→ The problem:
Return, unchanged, the stretch of the records below from the line containing "the grey beak" through the line containing "(1007, 593)", including both of those lines.

---------------

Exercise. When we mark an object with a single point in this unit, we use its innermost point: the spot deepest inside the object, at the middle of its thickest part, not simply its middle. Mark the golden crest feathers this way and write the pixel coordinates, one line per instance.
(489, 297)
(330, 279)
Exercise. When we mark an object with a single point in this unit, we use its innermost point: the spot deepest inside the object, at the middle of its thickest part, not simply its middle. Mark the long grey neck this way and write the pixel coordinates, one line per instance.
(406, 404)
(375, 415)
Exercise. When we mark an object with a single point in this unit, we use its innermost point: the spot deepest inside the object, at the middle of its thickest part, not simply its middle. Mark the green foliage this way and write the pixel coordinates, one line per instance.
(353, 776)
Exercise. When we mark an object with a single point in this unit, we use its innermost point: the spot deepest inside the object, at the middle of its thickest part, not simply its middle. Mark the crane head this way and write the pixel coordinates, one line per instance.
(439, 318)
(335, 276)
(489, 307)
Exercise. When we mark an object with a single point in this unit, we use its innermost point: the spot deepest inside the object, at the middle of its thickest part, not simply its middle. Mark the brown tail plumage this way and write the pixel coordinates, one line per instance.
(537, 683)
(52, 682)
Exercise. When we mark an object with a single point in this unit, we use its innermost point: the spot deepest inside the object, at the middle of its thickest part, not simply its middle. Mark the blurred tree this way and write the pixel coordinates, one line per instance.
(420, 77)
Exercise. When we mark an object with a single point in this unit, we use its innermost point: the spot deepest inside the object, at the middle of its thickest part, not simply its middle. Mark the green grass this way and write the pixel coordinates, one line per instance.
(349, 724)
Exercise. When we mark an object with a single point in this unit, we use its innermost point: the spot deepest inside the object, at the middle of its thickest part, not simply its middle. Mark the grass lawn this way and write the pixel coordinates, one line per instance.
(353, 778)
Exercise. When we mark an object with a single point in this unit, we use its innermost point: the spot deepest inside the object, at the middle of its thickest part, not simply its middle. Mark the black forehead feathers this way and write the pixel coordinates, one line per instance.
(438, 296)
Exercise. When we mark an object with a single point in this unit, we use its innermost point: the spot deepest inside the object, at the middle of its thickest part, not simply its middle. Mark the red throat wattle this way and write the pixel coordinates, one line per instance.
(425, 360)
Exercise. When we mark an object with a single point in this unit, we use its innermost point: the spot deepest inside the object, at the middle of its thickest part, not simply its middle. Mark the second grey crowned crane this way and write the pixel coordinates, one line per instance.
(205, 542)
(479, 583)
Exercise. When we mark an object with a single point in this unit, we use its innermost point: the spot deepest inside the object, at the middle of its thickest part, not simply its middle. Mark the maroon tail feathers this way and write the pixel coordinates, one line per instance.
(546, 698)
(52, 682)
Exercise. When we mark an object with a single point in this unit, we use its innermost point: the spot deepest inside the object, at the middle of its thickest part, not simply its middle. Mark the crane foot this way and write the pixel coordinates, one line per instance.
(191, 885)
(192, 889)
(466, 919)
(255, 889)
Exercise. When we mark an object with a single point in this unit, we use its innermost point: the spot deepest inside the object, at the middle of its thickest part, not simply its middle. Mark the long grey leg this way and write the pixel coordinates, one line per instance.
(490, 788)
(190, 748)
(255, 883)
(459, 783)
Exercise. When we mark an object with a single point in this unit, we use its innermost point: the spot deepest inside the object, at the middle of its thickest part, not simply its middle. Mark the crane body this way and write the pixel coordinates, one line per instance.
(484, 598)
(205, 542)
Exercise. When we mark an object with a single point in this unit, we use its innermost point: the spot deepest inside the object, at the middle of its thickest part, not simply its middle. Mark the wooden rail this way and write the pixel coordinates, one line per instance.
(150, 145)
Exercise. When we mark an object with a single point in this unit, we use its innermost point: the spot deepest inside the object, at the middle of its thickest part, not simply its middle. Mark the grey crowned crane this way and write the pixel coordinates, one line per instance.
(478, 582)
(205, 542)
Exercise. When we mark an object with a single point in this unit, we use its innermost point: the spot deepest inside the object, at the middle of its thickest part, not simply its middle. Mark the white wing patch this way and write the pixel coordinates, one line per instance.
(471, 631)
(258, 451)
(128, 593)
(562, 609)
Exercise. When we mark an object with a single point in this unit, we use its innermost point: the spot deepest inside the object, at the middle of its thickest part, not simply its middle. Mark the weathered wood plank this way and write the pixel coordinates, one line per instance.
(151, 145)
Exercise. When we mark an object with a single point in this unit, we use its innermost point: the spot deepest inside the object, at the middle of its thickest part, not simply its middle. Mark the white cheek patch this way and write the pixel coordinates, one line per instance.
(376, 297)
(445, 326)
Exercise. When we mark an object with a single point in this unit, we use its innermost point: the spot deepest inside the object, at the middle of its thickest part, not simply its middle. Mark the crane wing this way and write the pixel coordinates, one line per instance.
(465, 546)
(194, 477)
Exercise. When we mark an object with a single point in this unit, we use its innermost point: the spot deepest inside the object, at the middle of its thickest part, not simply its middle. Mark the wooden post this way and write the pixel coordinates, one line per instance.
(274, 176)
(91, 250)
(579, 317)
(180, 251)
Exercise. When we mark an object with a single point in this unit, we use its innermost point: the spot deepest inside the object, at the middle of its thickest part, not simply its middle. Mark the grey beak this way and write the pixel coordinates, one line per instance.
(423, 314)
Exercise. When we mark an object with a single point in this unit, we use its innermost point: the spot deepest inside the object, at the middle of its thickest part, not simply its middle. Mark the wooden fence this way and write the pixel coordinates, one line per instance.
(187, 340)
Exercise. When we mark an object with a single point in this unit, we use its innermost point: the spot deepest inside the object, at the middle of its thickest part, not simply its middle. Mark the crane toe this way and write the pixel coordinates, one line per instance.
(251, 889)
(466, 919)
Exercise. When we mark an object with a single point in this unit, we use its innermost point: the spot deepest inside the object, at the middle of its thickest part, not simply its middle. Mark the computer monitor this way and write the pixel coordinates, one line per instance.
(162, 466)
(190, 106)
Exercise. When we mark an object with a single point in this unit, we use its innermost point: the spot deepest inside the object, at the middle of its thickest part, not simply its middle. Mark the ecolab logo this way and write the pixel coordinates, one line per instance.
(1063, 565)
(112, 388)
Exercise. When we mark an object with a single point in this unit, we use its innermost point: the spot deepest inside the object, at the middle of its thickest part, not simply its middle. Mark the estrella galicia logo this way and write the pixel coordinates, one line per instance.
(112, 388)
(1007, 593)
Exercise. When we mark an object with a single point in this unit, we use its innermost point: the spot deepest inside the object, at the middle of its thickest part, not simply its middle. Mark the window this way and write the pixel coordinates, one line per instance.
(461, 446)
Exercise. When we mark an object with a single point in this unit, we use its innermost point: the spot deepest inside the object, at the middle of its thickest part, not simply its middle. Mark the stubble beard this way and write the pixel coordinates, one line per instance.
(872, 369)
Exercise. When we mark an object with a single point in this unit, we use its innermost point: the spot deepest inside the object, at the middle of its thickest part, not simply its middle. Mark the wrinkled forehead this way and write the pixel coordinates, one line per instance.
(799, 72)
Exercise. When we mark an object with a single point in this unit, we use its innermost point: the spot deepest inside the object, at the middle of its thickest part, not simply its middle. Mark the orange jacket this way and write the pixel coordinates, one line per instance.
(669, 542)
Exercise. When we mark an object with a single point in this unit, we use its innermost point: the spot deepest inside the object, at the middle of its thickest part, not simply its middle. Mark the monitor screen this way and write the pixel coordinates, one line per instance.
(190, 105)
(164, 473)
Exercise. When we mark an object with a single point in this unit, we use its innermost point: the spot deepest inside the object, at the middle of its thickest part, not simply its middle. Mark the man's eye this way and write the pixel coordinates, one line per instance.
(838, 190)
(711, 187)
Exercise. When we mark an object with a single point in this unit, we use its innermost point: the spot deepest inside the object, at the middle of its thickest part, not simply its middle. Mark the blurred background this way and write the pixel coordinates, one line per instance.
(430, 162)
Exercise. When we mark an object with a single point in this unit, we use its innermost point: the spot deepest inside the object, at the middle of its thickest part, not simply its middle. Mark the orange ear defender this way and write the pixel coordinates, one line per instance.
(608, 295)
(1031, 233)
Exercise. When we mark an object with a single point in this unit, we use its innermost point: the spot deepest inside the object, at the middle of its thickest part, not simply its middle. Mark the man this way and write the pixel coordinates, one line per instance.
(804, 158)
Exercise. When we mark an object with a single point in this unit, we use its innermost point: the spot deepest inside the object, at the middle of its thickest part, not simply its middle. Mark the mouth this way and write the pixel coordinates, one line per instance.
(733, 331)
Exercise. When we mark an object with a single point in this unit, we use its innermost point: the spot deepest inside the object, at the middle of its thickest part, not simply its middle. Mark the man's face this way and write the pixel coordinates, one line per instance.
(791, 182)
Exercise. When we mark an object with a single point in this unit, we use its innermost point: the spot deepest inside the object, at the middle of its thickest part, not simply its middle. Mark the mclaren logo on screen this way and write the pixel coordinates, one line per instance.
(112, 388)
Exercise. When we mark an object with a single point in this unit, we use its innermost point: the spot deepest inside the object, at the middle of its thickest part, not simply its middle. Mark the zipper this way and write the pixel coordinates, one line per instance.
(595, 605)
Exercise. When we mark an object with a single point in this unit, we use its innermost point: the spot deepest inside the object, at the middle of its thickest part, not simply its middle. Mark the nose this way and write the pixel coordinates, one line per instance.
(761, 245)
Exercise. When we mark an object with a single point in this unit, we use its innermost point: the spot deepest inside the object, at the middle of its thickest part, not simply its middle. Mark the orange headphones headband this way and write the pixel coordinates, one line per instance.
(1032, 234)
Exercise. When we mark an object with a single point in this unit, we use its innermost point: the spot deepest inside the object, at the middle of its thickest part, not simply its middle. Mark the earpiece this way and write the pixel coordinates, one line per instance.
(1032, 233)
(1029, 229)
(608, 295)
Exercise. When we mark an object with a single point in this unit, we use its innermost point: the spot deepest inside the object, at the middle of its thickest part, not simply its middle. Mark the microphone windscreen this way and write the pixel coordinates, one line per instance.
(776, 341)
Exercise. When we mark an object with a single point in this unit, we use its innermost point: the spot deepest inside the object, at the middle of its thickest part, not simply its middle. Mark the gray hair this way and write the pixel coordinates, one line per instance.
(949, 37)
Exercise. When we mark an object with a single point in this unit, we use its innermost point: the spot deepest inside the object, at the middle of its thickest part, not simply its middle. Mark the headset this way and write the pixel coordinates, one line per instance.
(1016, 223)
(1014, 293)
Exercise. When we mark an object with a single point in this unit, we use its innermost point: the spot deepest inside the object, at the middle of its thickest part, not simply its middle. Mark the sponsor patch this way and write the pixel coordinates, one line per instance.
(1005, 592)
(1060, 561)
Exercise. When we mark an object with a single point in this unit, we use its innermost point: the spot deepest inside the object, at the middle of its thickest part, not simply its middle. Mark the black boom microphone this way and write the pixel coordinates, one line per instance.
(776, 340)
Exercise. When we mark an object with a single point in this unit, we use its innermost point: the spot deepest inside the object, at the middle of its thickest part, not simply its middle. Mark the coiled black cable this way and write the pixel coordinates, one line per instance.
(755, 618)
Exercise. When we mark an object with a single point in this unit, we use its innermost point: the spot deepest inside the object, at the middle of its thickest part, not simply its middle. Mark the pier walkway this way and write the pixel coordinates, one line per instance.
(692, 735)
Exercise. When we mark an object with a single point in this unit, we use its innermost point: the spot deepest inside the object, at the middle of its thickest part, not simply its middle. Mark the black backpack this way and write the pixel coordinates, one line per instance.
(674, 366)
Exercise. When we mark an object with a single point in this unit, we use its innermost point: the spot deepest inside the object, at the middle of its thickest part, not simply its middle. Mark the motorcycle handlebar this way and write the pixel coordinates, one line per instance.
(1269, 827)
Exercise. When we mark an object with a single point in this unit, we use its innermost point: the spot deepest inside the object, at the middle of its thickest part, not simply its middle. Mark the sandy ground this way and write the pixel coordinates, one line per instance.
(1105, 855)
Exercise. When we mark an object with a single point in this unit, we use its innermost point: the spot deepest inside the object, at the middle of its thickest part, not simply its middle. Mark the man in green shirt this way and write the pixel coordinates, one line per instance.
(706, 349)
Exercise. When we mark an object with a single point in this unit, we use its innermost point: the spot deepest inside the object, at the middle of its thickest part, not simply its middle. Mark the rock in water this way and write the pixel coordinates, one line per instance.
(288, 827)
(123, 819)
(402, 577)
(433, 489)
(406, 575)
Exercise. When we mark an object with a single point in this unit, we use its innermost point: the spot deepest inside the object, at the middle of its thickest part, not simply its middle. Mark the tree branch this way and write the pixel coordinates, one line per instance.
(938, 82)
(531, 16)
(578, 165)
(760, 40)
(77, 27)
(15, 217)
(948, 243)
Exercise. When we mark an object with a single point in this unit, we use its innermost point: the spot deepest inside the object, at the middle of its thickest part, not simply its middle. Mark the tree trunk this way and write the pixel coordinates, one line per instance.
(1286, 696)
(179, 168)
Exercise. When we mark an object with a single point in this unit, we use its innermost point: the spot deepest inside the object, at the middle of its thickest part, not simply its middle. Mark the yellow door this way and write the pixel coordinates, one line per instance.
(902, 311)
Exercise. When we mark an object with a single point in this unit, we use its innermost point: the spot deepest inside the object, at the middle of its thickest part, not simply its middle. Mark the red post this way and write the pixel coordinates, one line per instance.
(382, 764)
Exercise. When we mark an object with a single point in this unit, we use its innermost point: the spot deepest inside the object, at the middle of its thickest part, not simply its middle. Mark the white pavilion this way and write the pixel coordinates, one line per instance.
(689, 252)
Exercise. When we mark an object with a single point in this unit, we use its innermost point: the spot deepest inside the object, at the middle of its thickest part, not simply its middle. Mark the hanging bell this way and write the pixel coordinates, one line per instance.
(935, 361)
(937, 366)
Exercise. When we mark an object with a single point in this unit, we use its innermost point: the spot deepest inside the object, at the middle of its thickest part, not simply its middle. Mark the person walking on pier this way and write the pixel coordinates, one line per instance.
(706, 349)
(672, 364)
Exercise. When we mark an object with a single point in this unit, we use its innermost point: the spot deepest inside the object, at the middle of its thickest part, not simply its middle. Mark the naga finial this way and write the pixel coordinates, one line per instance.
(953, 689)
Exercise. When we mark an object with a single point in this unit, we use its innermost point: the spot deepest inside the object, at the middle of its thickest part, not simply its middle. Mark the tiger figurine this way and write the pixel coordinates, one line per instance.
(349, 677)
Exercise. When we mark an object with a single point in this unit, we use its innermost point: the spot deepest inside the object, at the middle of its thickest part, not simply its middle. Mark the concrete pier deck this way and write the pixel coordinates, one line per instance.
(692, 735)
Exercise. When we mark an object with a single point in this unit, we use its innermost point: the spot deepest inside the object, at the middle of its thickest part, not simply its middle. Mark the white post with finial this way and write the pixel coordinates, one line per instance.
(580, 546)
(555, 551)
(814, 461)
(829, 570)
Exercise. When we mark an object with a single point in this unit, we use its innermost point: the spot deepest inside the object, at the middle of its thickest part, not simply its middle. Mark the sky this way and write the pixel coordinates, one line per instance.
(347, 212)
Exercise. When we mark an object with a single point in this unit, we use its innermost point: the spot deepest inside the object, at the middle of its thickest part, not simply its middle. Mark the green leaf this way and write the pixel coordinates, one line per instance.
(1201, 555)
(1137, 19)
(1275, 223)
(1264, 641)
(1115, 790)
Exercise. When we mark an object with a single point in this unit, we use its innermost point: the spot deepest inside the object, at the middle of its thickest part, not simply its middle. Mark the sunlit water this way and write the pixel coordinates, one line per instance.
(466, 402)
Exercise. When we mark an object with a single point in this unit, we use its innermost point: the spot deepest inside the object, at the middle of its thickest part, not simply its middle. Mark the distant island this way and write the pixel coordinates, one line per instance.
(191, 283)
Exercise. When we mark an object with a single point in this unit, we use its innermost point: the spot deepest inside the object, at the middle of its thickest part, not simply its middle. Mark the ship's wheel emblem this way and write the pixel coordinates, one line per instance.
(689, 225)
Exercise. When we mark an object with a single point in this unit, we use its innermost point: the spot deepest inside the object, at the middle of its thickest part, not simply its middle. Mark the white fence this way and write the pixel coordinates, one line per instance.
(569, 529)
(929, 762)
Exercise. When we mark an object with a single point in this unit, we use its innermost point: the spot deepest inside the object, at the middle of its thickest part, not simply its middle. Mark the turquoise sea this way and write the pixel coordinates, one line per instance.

---------------

→ Response:
Exercise. When we mark an object with a single point in this unit, we use its innermost point: the spot deepest inside the object, at the middle of its thickest part, not simply its middle. Mark the grey beak this way and write the pixel coordinates, one line per instance.
(423, 314)
Exercise. When we mark an object with a single point in this unit, we use its innermost point: the spot deepest inside the object, at the middle of its thickest part, not simply its middle. Mark the wooden fence this way and write the pixel coordinates, one line per instance.
(187, 340)
Exercise. When we mark an object with a single point in this unit, we use its innermost point: the spot deepest inside the object, at the middle of its thickest part, not simply its middle. Mark the crane toe this way and write the pixel coordinates, one line per instance.
(251, 889)
(466, 919)
Exercise. When we mark an object with a single point in this unit, we use its innermost point: the spot deepest inside the object, at the middle of its thickest part, not simply its middle. Mark the computer monitor this way and write the pixel coordinates, one line per instance.
(162, 466)
(190, 106)
Exercise. When we mark an object with a single point in this unit, we use its innermost point: the spot deepest inside the object, at the middle of its thickest part, not simply its middle. Mark the ecolab logo this way and write the pixel coordinates, one line per instance.
(1063, 565)
(112, 388)
Exercise. When we mark an object with a single point in this unit, we use its innermost point: the spot deepest inside the object, at the middle of its thickest part, not simply its middle. Mark the estrella galicia logo this way and write the pixel coordinates, one line per instance.
(112, 388)
(1007, 593)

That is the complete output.